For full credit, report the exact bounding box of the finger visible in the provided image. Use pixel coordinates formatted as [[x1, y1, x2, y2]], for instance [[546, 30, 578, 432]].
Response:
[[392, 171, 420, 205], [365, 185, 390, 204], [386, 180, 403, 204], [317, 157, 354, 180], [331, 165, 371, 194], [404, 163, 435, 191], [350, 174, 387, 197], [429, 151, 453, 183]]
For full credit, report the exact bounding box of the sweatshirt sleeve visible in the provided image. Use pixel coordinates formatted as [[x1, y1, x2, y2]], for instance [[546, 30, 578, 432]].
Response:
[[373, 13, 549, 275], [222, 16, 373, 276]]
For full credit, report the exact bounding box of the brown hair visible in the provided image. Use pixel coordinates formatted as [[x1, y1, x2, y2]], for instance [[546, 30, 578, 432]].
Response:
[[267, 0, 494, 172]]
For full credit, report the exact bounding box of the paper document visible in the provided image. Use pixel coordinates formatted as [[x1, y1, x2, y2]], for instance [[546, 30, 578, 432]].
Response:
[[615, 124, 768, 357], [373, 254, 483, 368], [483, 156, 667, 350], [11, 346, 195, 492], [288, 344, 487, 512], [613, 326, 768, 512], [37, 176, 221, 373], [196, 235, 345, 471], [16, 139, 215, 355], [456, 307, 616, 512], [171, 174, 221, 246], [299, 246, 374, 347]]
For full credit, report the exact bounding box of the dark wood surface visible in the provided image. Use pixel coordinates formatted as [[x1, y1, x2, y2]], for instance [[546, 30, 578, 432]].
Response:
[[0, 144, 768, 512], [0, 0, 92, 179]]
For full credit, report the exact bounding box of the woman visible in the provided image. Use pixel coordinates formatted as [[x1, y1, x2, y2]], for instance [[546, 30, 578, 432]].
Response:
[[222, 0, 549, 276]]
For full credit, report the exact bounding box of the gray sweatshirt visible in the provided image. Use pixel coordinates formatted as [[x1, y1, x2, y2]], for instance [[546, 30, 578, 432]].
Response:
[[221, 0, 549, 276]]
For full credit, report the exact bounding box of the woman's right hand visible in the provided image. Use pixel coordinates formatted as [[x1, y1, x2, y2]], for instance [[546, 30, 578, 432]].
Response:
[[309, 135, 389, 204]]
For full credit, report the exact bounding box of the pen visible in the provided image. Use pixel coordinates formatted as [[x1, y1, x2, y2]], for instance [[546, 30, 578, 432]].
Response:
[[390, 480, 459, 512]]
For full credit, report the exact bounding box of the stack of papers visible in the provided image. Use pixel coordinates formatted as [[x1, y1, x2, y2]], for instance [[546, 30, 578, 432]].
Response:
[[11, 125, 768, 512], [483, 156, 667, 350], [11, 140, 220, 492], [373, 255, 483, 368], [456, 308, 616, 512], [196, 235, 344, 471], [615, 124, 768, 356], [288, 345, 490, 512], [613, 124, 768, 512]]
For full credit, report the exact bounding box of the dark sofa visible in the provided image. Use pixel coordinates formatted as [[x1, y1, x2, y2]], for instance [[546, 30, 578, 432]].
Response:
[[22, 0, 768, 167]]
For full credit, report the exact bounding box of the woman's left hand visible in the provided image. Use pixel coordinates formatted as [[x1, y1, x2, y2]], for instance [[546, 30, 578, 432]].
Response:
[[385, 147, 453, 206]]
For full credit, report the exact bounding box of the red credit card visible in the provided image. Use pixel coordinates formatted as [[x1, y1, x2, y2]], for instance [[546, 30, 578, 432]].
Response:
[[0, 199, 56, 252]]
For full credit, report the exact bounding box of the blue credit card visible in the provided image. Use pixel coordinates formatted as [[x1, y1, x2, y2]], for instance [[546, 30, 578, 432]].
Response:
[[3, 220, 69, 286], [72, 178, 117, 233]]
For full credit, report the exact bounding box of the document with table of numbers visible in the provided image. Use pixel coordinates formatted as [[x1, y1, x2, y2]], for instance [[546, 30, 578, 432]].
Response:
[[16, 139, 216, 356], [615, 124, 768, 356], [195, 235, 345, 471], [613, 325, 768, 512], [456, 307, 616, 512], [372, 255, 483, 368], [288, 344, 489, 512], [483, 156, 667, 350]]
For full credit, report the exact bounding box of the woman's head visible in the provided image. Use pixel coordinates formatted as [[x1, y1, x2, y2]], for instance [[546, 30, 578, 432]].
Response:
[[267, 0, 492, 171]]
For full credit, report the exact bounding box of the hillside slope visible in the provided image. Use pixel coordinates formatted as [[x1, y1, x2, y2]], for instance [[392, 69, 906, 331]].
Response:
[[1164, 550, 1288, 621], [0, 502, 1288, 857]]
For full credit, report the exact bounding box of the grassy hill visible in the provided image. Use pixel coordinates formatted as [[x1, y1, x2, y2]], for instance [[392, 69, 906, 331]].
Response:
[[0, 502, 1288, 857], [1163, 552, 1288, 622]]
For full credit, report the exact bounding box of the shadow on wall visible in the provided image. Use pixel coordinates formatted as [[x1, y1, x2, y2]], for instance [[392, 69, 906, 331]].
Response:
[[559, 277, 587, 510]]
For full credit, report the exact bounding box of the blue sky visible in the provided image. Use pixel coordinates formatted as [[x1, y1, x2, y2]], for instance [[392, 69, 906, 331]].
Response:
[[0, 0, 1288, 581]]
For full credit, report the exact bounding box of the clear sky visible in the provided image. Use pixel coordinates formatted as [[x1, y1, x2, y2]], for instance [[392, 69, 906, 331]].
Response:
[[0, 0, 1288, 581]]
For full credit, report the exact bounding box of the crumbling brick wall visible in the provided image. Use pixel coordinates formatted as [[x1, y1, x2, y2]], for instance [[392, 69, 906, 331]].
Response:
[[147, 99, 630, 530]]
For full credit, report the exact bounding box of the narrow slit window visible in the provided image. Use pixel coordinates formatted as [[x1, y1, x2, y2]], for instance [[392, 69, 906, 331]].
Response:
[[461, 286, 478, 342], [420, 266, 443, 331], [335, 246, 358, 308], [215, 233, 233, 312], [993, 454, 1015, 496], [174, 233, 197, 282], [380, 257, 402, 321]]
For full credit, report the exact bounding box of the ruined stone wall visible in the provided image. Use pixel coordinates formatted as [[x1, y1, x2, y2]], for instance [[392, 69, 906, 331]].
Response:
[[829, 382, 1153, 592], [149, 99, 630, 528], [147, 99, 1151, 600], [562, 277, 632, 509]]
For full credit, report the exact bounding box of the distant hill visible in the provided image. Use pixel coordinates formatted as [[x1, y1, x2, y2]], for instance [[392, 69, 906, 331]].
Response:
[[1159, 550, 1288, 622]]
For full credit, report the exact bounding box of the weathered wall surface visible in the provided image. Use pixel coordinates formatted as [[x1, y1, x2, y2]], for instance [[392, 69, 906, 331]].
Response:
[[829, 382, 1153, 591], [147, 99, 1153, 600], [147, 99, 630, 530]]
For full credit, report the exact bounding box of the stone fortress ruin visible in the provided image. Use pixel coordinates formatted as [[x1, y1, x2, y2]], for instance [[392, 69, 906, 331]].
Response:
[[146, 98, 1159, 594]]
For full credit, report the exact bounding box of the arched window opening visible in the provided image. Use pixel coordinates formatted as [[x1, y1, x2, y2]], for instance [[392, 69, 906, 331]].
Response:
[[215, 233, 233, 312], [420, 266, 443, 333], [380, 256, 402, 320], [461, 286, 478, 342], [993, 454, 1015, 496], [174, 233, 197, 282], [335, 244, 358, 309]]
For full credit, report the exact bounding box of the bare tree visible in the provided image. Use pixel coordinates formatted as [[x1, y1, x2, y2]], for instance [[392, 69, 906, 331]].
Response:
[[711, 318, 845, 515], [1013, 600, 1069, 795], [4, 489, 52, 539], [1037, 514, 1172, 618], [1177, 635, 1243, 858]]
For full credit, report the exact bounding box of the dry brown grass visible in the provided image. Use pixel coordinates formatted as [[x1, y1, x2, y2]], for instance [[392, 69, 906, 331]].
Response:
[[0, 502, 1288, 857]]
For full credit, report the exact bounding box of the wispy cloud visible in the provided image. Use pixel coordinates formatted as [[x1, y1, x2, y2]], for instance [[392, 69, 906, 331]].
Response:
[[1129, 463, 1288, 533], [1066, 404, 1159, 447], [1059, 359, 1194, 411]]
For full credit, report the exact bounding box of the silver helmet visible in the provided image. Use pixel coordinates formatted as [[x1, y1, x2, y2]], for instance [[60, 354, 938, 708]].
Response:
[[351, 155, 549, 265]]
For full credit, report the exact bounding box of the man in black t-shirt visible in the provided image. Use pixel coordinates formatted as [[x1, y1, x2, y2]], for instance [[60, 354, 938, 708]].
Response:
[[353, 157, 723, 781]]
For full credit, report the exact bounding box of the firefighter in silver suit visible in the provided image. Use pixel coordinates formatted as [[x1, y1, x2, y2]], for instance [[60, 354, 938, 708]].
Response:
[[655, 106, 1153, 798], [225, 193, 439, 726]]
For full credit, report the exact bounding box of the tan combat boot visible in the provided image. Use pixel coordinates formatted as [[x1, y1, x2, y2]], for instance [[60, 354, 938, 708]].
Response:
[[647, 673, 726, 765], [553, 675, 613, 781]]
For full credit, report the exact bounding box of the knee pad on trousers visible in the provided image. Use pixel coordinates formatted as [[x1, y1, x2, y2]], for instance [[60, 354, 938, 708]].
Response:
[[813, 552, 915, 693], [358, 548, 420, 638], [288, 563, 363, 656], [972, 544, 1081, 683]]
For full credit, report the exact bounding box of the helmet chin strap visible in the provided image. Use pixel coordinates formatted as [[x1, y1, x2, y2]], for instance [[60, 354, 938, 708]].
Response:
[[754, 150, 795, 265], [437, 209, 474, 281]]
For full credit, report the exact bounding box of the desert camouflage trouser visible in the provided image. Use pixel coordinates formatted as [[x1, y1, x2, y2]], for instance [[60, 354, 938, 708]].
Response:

* * * *

▸ **Instructions for the task**
Repeat everything in the material from the line containing "For full credit, report the exact bounding box of the crumbling" down to the line containing "257, 402, 321]]", including both of those lines.

▸ **The solution**
For full credit, report the exact bounding box of the crumbling brick wall visible in the provided image. Use pixel coordinates formatted as [[x1, y1, x2, y2]], for instance [[392, 69, 906, 331]].
Response:
[[147, 99, 630, 530]]
For full credit, report the exact bounding box of the narrow slit window visible in the provided image. Use pixel coordinates formatted as [[x1, y1, x2, y2]], for instance [[392, 69, 906, 331]].
Response:
[[461, 286, 478, 342], [420, 266, 443, 331], [335, 246, 358, 308], [215, 233, 233, 312], [993, 454, 1015, 496], [174, 233, 197, 282], [380, 257, 402, 321]]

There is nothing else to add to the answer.